— Exercise directions —
Search the material below for the word "green". Copy every line where it is found.

— Provided records —
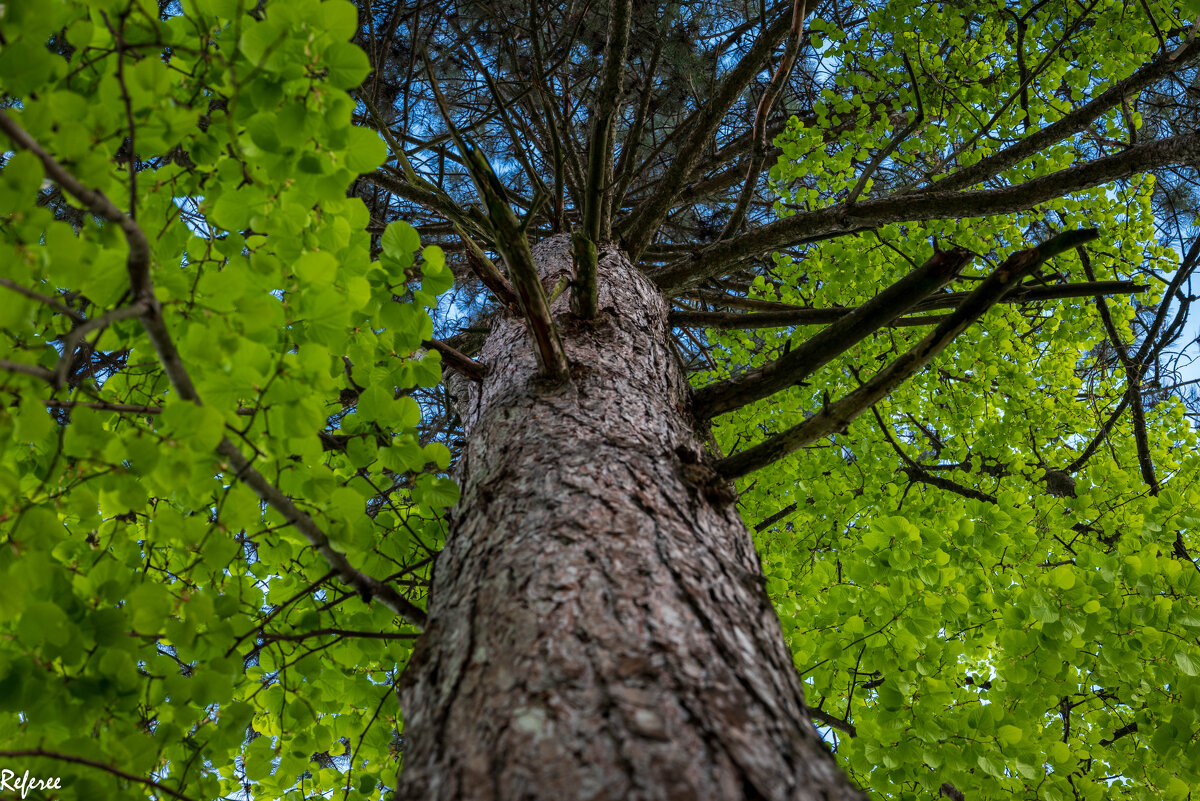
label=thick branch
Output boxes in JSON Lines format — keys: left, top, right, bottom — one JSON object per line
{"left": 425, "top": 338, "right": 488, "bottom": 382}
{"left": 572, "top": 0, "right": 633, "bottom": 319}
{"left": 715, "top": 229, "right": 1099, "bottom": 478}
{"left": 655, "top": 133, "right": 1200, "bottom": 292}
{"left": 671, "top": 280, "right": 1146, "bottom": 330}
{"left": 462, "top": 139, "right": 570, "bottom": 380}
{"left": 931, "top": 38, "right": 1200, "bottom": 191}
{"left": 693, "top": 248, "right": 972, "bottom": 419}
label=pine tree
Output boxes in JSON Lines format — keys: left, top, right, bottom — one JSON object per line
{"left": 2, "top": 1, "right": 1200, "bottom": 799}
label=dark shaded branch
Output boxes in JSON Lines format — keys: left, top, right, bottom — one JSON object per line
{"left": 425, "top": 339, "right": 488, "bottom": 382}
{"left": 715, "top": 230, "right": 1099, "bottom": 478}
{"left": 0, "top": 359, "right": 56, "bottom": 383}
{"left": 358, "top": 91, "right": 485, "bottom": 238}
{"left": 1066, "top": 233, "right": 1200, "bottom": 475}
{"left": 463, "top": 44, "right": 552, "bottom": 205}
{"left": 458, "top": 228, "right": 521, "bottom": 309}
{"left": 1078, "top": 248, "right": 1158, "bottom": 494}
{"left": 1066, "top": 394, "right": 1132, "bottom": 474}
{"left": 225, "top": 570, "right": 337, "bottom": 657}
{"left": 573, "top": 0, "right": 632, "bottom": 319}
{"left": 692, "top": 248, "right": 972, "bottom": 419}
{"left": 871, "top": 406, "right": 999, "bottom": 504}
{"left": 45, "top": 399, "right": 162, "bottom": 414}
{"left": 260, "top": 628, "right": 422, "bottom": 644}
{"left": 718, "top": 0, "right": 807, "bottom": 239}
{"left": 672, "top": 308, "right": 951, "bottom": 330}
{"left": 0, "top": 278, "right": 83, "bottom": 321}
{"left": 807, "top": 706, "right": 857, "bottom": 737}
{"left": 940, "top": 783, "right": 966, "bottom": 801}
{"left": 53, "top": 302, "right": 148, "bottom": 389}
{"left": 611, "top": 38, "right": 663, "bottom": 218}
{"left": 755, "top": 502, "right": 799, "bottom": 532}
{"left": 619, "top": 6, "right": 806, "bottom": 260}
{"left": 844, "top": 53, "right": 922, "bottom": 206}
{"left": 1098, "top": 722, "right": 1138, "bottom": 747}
==
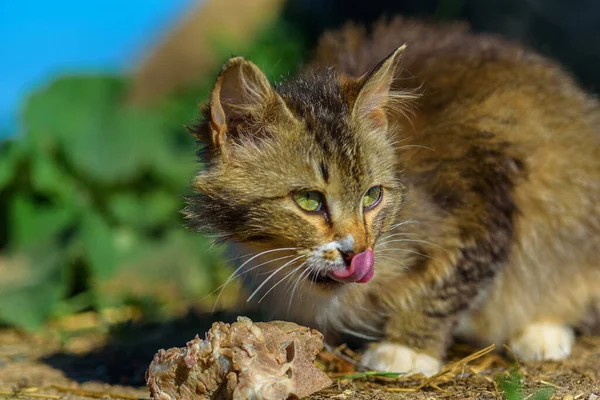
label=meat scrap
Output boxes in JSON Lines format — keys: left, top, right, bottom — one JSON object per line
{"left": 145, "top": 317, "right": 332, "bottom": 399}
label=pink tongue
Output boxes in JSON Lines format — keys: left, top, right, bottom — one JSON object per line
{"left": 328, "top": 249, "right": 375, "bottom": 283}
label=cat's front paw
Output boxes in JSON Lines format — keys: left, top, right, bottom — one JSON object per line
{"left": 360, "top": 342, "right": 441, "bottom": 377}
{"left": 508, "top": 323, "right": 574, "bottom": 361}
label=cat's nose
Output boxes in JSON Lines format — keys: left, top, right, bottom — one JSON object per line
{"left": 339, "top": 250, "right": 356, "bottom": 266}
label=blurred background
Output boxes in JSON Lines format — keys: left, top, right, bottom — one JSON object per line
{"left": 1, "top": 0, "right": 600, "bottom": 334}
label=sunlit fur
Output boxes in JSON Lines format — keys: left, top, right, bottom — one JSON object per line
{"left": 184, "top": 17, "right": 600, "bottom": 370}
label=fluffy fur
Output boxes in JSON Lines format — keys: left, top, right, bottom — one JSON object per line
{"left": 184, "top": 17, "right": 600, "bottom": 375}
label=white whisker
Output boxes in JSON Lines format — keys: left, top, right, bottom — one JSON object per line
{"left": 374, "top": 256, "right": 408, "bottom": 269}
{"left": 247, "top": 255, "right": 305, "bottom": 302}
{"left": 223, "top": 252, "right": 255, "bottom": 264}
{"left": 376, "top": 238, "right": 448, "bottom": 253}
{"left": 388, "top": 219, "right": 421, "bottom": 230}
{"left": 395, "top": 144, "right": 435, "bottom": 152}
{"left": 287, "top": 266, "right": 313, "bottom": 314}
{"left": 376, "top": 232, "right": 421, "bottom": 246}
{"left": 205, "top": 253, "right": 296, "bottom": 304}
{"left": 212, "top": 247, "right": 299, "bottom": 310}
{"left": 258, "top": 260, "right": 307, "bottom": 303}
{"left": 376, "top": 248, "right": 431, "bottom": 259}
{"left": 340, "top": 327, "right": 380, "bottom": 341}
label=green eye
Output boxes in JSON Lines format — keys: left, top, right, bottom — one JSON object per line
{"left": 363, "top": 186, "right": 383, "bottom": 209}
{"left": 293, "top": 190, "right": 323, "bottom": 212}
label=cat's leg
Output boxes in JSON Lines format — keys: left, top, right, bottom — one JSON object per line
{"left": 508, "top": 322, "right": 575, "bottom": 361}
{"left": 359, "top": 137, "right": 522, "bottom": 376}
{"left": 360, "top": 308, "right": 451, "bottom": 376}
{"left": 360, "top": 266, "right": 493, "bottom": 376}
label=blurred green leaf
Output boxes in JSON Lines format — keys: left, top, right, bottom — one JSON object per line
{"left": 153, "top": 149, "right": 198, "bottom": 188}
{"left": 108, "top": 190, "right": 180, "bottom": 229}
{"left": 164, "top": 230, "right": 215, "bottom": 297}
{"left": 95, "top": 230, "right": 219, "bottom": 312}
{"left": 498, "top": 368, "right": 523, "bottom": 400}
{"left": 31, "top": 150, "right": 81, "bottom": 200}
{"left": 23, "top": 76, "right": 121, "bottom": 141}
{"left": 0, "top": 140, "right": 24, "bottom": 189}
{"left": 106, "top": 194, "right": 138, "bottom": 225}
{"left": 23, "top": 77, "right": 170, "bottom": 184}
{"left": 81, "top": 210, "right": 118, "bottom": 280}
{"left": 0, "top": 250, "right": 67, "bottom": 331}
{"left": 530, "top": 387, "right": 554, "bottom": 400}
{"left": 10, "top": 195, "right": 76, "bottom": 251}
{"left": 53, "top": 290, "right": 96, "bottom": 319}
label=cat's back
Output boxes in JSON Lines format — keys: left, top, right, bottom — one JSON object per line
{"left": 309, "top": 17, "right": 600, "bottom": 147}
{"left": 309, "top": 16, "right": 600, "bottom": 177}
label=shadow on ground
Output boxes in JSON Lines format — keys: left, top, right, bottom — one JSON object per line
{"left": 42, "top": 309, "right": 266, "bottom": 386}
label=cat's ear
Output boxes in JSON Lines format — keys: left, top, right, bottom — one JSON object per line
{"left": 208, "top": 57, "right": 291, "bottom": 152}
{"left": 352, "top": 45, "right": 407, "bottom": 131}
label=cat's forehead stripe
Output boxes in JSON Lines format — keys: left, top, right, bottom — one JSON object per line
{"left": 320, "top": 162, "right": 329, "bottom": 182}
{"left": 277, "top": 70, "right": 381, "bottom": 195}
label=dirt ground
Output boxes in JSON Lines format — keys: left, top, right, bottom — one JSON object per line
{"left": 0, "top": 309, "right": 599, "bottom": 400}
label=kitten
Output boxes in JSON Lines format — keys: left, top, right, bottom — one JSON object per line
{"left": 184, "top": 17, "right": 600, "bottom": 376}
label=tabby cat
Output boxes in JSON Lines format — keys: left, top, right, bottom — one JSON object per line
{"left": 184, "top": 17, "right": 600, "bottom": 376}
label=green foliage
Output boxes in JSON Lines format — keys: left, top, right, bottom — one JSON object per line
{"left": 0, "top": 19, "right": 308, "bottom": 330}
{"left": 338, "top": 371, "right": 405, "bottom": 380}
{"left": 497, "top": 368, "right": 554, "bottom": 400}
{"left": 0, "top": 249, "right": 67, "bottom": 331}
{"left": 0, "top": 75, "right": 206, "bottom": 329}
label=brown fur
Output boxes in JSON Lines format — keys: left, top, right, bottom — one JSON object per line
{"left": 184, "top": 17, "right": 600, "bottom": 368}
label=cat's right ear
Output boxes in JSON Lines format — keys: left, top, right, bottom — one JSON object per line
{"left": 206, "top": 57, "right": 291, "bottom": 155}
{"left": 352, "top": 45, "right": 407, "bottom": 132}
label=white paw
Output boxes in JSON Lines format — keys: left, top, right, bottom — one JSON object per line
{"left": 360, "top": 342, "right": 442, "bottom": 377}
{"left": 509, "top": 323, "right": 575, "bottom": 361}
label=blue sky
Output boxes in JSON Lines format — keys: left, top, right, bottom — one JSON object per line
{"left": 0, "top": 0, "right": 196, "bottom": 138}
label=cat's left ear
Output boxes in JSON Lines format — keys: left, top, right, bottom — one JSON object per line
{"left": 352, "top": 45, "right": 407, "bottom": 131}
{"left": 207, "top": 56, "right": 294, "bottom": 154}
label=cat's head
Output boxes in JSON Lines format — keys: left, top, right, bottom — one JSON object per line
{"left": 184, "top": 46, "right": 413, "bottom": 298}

— Solution —
label=green eye
label=blurred green leaf
label=green foliage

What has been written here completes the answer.